* Begin Input for this task *
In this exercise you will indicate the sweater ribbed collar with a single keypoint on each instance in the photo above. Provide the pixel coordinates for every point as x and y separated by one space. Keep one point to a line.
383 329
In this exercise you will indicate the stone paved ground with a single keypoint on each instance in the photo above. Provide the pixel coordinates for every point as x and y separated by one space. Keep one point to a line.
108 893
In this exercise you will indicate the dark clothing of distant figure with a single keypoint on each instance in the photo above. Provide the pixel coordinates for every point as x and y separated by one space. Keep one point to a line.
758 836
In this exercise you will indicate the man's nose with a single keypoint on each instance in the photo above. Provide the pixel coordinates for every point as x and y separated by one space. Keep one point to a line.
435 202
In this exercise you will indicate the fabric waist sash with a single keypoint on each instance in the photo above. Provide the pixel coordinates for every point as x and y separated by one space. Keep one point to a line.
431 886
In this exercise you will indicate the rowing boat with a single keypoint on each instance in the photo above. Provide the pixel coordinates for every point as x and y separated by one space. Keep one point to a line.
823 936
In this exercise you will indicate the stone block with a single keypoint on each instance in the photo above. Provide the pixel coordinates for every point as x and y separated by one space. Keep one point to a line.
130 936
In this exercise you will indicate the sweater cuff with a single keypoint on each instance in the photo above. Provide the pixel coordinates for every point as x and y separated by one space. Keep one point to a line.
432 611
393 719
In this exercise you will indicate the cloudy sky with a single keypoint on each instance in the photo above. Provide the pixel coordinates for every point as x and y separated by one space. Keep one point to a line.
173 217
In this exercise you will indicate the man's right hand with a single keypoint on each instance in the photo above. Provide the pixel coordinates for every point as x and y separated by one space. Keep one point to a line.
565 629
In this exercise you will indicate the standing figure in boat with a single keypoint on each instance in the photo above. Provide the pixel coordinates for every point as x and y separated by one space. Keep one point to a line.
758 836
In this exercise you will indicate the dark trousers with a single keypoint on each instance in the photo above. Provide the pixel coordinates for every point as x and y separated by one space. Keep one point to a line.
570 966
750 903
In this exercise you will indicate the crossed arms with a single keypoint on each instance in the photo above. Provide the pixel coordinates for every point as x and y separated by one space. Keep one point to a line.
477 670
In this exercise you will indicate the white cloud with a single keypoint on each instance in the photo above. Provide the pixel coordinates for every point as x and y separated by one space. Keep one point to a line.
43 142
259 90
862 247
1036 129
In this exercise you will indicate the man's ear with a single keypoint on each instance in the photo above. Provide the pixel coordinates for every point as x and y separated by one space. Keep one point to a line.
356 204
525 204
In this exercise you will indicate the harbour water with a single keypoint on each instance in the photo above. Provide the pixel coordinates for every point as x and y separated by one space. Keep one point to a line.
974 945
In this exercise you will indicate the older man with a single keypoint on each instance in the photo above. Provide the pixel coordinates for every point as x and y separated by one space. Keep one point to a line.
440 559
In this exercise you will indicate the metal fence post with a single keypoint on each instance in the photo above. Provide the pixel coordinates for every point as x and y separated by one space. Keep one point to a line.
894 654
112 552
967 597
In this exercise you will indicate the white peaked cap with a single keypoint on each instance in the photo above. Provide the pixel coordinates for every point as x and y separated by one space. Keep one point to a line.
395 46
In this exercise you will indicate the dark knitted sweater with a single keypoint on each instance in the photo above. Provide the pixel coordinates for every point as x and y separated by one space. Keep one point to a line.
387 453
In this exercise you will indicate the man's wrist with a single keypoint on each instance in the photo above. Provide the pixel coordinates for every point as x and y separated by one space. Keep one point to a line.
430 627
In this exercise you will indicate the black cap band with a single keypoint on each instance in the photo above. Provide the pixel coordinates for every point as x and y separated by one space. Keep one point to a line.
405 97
* End Input for this task *
* Begin Input for this task *
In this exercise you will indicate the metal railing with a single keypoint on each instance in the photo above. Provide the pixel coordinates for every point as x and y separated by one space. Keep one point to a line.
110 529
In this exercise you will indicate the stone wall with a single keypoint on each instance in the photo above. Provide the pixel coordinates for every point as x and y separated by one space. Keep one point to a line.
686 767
* End Input for this task *
* Begin Input for this task *
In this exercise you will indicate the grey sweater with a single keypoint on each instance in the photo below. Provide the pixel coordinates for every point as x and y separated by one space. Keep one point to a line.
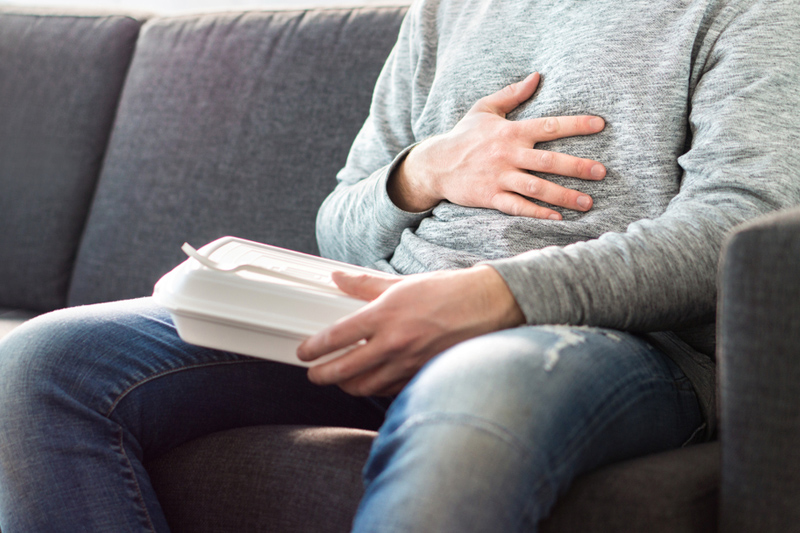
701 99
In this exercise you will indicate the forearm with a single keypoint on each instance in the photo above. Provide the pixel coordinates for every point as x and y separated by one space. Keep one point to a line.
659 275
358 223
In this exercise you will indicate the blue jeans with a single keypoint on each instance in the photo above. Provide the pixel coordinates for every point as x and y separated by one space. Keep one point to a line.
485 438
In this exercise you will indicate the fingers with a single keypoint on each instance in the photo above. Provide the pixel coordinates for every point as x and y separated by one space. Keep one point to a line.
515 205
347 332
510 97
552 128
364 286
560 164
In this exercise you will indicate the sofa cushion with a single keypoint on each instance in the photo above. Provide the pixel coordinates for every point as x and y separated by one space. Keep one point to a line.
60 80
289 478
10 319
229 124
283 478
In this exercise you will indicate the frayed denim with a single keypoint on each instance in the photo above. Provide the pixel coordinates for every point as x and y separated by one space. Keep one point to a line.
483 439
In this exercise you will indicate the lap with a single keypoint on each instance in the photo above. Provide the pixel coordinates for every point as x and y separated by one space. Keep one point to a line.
* End Input for this task *
From the records above, pull out each line that contains the word "fingers" and copy it in full.

In this exercise you will indicate the fingers with a single keypoint on each instance in the photo above. Provide the pixel coordinates for every point as x and y separated by one space. Keep one point to a line.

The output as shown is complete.